(STUDY MATERIAL begins)

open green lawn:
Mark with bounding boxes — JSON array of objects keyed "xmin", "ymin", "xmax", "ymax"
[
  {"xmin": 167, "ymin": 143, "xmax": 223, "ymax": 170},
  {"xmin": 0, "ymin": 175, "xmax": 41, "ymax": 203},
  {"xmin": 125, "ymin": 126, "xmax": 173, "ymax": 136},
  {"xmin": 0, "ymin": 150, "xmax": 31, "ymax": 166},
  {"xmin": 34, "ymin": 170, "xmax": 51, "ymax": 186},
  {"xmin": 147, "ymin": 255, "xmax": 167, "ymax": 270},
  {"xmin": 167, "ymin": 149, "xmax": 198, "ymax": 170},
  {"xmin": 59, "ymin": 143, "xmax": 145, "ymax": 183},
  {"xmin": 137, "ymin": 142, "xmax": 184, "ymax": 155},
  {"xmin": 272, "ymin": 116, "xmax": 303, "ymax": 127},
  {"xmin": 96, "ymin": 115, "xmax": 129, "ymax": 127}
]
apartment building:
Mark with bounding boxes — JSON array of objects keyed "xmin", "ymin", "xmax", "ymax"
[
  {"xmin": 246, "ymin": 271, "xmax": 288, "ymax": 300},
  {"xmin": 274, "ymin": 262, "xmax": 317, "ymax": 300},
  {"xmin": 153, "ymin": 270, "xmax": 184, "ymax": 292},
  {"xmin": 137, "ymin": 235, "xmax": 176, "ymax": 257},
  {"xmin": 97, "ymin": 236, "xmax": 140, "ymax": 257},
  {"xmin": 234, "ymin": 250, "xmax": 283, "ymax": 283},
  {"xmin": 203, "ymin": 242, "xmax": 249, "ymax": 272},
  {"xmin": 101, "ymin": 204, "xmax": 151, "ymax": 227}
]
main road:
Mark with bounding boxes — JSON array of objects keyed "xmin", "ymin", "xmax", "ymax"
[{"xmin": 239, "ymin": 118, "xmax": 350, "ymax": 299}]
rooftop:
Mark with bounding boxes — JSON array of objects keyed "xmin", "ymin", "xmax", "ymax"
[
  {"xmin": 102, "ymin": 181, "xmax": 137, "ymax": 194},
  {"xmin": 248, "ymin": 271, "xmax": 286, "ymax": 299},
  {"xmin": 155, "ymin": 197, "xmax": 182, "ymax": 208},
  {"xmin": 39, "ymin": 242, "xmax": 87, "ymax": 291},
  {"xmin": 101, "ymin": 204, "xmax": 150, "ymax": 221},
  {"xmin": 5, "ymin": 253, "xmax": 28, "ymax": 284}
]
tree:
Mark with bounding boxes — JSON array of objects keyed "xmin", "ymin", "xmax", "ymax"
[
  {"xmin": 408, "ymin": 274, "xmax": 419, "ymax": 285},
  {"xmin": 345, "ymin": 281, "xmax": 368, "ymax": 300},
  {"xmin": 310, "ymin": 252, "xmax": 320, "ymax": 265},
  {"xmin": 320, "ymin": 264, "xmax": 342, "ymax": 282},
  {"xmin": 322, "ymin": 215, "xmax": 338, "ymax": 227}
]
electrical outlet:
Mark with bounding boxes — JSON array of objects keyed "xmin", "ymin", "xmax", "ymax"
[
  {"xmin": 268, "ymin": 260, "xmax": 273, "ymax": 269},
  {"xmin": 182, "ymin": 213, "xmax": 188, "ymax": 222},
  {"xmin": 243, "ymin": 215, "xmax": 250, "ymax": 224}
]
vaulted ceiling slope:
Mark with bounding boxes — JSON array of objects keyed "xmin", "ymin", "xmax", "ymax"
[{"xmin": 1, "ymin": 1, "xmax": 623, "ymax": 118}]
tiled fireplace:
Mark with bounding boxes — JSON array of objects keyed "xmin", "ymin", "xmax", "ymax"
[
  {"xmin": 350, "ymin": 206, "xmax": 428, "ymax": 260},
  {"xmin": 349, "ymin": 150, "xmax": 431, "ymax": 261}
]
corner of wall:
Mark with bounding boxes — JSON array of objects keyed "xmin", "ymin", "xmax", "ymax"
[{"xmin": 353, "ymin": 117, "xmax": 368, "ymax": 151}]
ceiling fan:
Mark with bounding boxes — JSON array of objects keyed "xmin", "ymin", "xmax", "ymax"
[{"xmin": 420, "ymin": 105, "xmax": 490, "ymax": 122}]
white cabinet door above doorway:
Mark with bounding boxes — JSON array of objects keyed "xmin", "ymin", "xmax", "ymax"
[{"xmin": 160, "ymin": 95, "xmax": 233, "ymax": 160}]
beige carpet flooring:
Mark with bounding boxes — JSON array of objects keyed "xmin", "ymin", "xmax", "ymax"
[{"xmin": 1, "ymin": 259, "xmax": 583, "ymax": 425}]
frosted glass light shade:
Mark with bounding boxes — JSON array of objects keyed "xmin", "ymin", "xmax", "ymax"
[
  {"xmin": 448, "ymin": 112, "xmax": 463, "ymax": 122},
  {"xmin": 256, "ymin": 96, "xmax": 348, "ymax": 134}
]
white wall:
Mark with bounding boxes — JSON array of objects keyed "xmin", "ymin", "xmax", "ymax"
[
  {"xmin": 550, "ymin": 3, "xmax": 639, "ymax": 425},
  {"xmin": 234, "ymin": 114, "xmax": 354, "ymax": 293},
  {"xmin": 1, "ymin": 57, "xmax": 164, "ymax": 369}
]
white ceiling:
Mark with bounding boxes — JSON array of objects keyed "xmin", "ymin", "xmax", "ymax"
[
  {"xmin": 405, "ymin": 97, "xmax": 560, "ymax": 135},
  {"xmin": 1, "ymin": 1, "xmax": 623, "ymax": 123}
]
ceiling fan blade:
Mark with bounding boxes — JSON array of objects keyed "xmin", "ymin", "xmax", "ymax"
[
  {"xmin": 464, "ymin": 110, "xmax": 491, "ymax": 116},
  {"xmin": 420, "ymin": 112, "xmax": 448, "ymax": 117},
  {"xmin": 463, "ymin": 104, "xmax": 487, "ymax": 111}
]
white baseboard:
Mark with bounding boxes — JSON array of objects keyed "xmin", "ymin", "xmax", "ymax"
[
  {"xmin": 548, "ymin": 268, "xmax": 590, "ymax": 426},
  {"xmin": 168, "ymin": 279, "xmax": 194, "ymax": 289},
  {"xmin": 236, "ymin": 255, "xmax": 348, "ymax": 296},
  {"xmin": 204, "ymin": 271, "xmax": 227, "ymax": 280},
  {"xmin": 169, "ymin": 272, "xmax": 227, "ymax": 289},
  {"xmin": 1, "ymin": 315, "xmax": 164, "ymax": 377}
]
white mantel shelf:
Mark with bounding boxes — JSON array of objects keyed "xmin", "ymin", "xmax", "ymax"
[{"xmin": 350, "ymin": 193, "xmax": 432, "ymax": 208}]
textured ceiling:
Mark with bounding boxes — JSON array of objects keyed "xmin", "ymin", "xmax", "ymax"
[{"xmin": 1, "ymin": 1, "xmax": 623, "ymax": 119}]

(STUDY MATERIAL ends)

DIRECTIONS FOR THIS TASK:
The full set of entries above needs to be restated word for word.

EXERCISE RESPONSE:
open green lawn:
Mark with bounding boxes — JSON array of objects keyed "xmin", "ymin", "xmax", "ymax"
[
  {"xmin": 167, "ymin": 143, "xmax": 223, "ymax": 170},
  {"xmin": 0, "ymin": 175, "xmax": 41, "ymax": 203},
  {"xmin": 125, "ymin": 126, "xmax": 173, "ymax": 136},
  {"xmin": 0, "ymin": 150, "xmax": 31, "ymax": 166},
  {"xmin": 34, "ymin": 170, "xmax": 51, "ymax": 186},
  {"xmin": 147, "ymin": 255, "xmax": 167, "ymax": 270},
  {"xmin": 167, "ymin": 149, "xmax": 198, "ymax": 170},
  {"xmin": 59, "ymin": 143, "xmax": 145, "ymax": 183},
  {"xmin": 137, "ymin": 142, "xmax": 184, "ymax": 155},
  {"xmin": 272, "ymin": 116, "xmax": 303, "ymax": 127},
  {"xmin": 96, "ymin": 115, "xmax": 129, "ymax": 127}
]
apartment building:
Mark with bounding boxes — JSON array of objects keyed "xmin", "ymin", "xmax", "ymax"
[
  {"xmin": 246, "ymin": 271, "xmax": 288, "ymax": 300},
  {"xmin": 274, "ymin": 262, "xmax": 317, "ymax": 300},
  {"xmin": 153, "ymin": 270, "xmax": 184, "ymax": 292},
  {"xmin": 137, "ymin": 235, "xmax": 176, "ymax": 257},
  {"xmin": 97, "ymin": 236, "xmax": 140, "ymax": 257},
  {"xmin": 234, "ymin": 250, "xmax": 283, "ymax": 283},
  {"xmin": 203, "ymin": 242, "xmax": 249, "ymax": 272},
  {"xmin": 101, "ymin": 204, "xmax": 151, "ymax": 227}
]
main road:
Mark with bounding boxes — JSON array of objects keyed "xmin", "ymin", "xmax", "ymax"
[{"xmin": 239, "ymin": 118, "xmax": 350, "ymax": 299}]
rooftop:
Mark with bounding boxes — JSON array of objects keyed "xmin", "ymin", "xmax", "ymax"
[
  {"xmin": 102, "ymin": 181, "xmax": 137, "ymax": 194},
  {"xmin": 248, "ymin": 271, "xmax": 286, "ymax": 299},
  {"xmin": 155, "ymin": 197, "xmax": 182, "ymax": 208},
  {"xmin": 39, "ymin": 242, "xmax": 87, "ymax": 291},
  {"xmin": 101, "ymin": 204, "xmax": 150, "ymax": 221},
  {"xmin": 5, "ymin": 253, "xmax": 28, "ymax": 284}
]
tree:
Mark with bounding boxes — JSON array of objects keyed "xmin", "ymin", "xmax", "ymax"
[
  {"xmin": 408, "ymin": 274, "xmax": 419, "ymax": 285},
  {"xmin": 345, "ymin": 281, "xmax": 368, "ymax": 300},
  {"xmin": 310, "ymin": 252, "xmax": 320, "ymax": 265},
  {"xmin": 320, "ymin": 264, "xmax": 342, "ymax": 282},
  {"xmin": 322, "ymin": 215, "xmax": 338, "ymax": 227}
]
electrical outlet:
Mark with bounding boxes — JSON array of objects keyed "xmin", "ymin", "xmax", "ymax"
[
  {"xmin": 268, "ymin": 260, "xmax": 273, "ymax": 269},
  {"xmin": 182, "ymin": 213, "xmax": 188, "ymax": 222},
  {"xmin": 243, "ymin": 215, "xmax": 250, "ymax": 224}
]
vaulted ceiling slope:
Mark with bounding boxes — JSON array of objects keyed "xmin", "ymin", "xmax", "ymax"
[{"xmin": 1, "ymin": 1, "xmax": 623, "ymax": 118}]
tiled fireplace:
Mark with bounding boxes — JSON array of objects keyed "xmin", "ymin", "xmax", "ymax"
[
  {"xmin": 350, "ymin": 206, "xmax": 428, "ymax": 260},
  {"xmin": 349, "ymin": 150, "xmax": 431, "ymax": 261}
]
corner of wall:
Mark with bounding boxes — JSON array of objects keyed "xmin", "ymin", "xmax", "ymax"
[{"xmin": 353, "ymin": 117, "xmax": 368, "ymax": 151}]
ceiling fan:
Mark with bounding boxes — JSON array of objects keyed "xmin", "ymin", "xmax", "ymax"
[{"xmin": 420, "ymin": 105, "xmax": 490, "ymax": 122}]
white cabinet door above doorway:
Mark with bounding boxes — JSON array of objects keyed "xmin", "ymin", "xmax", "ymax"
[{"xmin": 160, "ymin": 95, "xmax": 233, "ymax": 160}]
beige carpet flooring:
Mark with bounding boxes — JSON array of objects keyed "xmin", "ymin", "xmax", "ymax"
[{"xmin": 1, "ymin": 259, "xmax": 583, "ymax": 425}]
frosted glass light shade:
Mark with bounding boxes — JSON array of objects keyed "xmin", "ymin", "xmax", "ymax"
[
  {"xmin": 448, "ymin": 112, "xmax": 463, "ymax": 122},
  {"xmin": 256, "ymin": 96, "xmax": 348, "ymax": 134}
]
white wall:
Mark with bounding boxes — JSON array of objects keyed "xmin", "ymin", "xmax", "ymax"
[
  {"xmin": 550, "ymin": 3, "xmax": 639, "ymax": 425},
  {"xmin": 234, "ymin": 114, "xmax": 354, "ymax": 293},
  {"xmin": 1, "ymin": 57, "xmax": 164, "ymax": 369}
]
white ceiling:
Mark with bounding boxes — JSON array of objects keyed "xmin", "ymin", "xmax", "ymax"
[
  {"xmin": 405, "ymin": 97, "xmax": 560, "ymax": 135},
  {"xmin": 1, "ymin": 1, "xmax": 623, "ymax": 123}
]
ceiling fan blade:
Mark with bounding boxes — JSON array of objects keyed "xmin", "ymin", "xmax", "ymax"
[
  {"xmin": 464, "ymin": 110, "xmax": 491, "ymax": 116},
  {"xmin": 420, "ymin": 112, "xmax": 448, "ymax": 117},
  {"xmin": 463, "ymin": 104, "xmax": 487, "ymax": 111}
]
white baseboard:
Mark with bounding boxes — JSON array of objects keyed "xmin", "ymin", "xmax", "ymax"
[
  {"xmin": 548, "ymin": 268, "xmax": 590, "ymax": 426},
  {"xmin": 168, "ymin": 279, "xmax": 194, "ymax": 289},
  {"xmin": 236, "ymin": 255, "xmax": 348, "ymax": 296},
  {"xmin": 204, "ymin": 271, "xmax": 227, "ymax": 280},
  {"xmin": 169, "ymin": 272, "xmax": 227, "ymax": 289},
  {"xmin": 1, "ymin": 315, "xmax": 164, "ymax": 377}
]
white mantel shelf:
Mark with bounding boxes — JSON array of objects keyed "xmin", "ymin", "xmax", "ymax"
[{"xmin": 350, "ymin": 193, "xmax": 432, "ymax": 208}]
textured ceiling:
Mark with bounding boxes — JSON array of objects keyed "xmin", "ymin", "xmax", "ymax"
[{"xmin": 1, "ymin": 1, "xmax": 623, "ymax": 119}]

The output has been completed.